▶ What is required
For this exercise, transcribe all of the records exactly as given.

##### Task data

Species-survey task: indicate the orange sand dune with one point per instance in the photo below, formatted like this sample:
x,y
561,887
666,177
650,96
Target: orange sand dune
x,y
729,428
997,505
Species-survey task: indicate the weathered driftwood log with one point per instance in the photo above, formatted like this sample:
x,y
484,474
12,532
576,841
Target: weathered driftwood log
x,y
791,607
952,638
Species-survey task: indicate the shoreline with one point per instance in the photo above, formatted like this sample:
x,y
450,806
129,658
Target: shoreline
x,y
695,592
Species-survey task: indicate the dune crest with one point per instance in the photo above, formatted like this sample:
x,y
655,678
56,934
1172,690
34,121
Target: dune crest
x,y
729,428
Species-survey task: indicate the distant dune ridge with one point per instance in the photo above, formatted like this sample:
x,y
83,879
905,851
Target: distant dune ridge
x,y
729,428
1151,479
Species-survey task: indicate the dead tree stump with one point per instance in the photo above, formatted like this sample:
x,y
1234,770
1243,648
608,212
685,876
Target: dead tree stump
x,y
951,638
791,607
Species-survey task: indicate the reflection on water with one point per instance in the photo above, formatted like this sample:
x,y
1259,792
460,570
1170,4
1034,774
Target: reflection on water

##########

▶ Solution to this exercise
Species-survey task: indicate the orange sand dune with one point per instance in the photo below, formatted like this sample:
x,y
561,887
666,177
650,96
Target: orange sand dune
x,y
729,428
997,505
Species-survey task: indicate the weathered driftwood log with one point per instance in the photo above, formatted like this sample:
x,y
484,474
12,532
576,841
Target: weathered driftwood log
x,y
791,607
952,638
Species-survey task: indicate the shoreline with one point per instance in the photo above, formatted like this sample:
x,y
450,806
129,658
Target: shoreline
x,y
695,592
Species-survey task: indicate the dune crest with one point per instance in the photo above, formatted like this sample:
x,y
655,678
56,934
1172,690
34,121
Target: dune crest
x,y
729,428
Species-survey task: indicate the distant dune ridge with one point per instance in the photo above, formatted like this sample:
x,y
83,879
905,851
Target: distant dune ridge
x,y
729,428
1151,479
Species-survey task: indicate the dead tree stump with one point per instance in the photo above, formatted like this sample:
x,y
1234,770
1243,648
608,212
685,876
Target: dead tree stump
x,y
951,638
791,607
Species-survey task: indicate the reflection on water with one point per instance in the photo above, formatted like this sample:
x,y
1259,792
460,570
1170,4
1034,774
Target: reflection on water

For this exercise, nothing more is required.